→ Written task: Take the line that contains "Confirm that each instance of the waterfront" as the first and the last line of the material as the final one; set down exactly the lines in that span.
-*-
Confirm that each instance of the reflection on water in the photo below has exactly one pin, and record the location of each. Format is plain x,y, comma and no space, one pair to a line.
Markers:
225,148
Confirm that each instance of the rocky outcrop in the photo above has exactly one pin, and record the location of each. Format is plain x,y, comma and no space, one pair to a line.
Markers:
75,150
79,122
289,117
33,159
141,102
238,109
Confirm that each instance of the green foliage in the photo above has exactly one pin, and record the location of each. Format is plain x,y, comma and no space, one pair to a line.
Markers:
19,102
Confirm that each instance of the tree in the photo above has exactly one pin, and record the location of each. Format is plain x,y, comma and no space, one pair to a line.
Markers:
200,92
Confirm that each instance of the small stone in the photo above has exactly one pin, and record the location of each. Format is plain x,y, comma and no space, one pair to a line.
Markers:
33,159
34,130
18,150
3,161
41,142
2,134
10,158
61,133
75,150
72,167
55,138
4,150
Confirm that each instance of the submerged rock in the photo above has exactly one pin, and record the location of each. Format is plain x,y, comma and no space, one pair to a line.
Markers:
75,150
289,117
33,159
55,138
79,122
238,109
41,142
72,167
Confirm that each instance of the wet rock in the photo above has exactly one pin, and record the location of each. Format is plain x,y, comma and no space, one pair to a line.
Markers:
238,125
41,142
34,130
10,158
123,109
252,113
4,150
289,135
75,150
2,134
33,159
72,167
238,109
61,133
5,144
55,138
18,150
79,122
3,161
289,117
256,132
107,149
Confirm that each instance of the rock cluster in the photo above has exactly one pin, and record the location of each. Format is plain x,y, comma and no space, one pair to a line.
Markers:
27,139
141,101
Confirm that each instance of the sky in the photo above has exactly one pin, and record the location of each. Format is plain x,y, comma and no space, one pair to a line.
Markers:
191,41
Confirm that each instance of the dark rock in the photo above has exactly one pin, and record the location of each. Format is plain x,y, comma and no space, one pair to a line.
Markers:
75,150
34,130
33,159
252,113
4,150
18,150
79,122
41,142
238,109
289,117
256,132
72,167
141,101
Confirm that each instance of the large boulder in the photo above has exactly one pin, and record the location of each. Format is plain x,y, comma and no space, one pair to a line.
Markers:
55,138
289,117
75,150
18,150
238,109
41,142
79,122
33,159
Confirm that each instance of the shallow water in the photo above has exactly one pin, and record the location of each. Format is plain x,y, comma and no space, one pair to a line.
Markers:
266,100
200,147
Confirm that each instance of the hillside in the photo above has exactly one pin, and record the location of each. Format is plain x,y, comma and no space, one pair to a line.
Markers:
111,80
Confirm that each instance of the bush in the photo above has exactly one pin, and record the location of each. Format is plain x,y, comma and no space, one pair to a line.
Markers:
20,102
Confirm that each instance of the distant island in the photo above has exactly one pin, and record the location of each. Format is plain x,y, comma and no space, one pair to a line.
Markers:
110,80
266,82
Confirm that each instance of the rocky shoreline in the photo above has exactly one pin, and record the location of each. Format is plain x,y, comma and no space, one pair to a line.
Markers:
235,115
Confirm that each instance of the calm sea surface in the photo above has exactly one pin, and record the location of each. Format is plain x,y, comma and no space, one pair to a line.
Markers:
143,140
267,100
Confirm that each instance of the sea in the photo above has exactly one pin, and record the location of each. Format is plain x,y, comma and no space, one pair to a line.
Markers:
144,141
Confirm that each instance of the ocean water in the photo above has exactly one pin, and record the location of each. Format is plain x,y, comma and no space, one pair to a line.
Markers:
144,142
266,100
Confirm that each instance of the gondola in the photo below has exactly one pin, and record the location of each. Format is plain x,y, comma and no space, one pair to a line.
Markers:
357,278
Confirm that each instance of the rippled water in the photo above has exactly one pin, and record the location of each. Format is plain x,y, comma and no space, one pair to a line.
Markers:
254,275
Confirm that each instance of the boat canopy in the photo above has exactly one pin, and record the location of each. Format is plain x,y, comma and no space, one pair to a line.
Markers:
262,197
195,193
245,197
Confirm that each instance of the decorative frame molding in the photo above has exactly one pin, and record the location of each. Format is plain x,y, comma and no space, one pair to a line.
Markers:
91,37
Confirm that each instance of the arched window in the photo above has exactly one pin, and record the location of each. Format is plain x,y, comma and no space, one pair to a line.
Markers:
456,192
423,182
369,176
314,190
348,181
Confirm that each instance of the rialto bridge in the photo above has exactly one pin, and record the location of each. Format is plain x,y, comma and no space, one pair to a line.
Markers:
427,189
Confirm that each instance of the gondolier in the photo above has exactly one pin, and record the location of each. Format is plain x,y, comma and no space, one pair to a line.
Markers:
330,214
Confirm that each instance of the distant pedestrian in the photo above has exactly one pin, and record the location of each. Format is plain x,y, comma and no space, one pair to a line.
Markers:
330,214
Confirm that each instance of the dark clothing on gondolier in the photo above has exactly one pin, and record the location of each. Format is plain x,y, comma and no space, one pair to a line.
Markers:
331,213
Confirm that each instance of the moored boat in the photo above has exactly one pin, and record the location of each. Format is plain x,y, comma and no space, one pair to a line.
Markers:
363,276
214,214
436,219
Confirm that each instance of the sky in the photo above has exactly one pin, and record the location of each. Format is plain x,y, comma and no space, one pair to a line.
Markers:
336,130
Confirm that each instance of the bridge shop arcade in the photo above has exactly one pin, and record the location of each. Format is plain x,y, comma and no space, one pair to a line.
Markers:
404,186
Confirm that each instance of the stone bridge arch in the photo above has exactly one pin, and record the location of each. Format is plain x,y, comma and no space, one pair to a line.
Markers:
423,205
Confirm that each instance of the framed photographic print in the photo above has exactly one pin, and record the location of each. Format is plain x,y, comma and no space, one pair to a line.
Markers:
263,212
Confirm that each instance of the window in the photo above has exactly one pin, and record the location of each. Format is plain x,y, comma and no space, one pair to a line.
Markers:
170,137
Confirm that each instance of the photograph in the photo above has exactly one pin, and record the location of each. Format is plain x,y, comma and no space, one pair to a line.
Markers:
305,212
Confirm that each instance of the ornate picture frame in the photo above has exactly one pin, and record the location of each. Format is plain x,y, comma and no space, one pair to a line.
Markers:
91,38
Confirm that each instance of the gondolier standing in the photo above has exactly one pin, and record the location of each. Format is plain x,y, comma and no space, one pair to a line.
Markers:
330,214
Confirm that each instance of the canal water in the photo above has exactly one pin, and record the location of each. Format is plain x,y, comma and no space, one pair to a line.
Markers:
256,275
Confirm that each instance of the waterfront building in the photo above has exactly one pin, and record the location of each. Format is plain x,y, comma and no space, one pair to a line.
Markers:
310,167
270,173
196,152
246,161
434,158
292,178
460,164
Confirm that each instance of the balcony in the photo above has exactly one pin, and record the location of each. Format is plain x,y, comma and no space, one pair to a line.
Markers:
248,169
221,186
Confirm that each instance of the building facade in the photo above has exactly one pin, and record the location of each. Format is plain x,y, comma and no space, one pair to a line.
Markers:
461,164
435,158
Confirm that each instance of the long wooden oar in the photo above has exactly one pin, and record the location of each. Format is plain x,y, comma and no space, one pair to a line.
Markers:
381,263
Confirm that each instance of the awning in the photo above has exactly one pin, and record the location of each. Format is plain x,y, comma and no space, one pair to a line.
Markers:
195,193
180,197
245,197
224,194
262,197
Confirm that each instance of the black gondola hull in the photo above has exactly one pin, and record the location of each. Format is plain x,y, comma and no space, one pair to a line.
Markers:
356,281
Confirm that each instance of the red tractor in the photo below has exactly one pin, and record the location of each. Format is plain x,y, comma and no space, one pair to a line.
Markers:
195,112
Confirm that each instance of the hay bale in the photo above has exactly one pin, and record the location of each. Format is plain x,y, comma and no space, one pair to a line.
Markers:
-*-
→ Solution to this exercise:
Confirm that each instance of the waterfront building in the photo above has exactly one pin, and record the location of each. Format is plain x,y, comma and no space, one pair to a line.
Markers:
310,167
270,173
196,152
246,161
434,158
292,178
460,164
Confirm that each instance of the balcony in the photo above has exactly one pin, and record the location of each. Format is plain x,y, comma and no space, one pair to a line.
Markers:
248,169
221,186
Confirm that each instance of the building facade in the photo above has exactly one pin, and record the location of each. Format is plain x,y, comma and no space, one pair to a line.
Markers:
461,164
435,158
Confirm that each instance of the long wooden oar in the photo above has exactly one pin, and record the location of each. Format is plain x,y, comma and no space, one pair to a line.
Markers:
381,263
Confirm that each instance of the awning in the photo above has exactly one pin, and record the location of each. Format is plain x,y, comma and no space, one pair to a line.
Markers:
195,193
180,197
245,197
224,194
262,197
Confirm that each instance of the black gondola hull in the photo above has exactly one pin, and record the location of each. Format is plain x,y, comma and no space, one pair to a line.
Markers:
356,281
Confirm that each instance of the red tractor in the photo below has exactly one pin, and record the location of each. Format is plain x,y, comma and no space, one pair to a line.
Markers:
195,112
Confirm that each instance of the hay bale in the photo above has exactly one pin, and record the location of each. Format is plain x,y, comma and no space, one pair to a line.
Markers:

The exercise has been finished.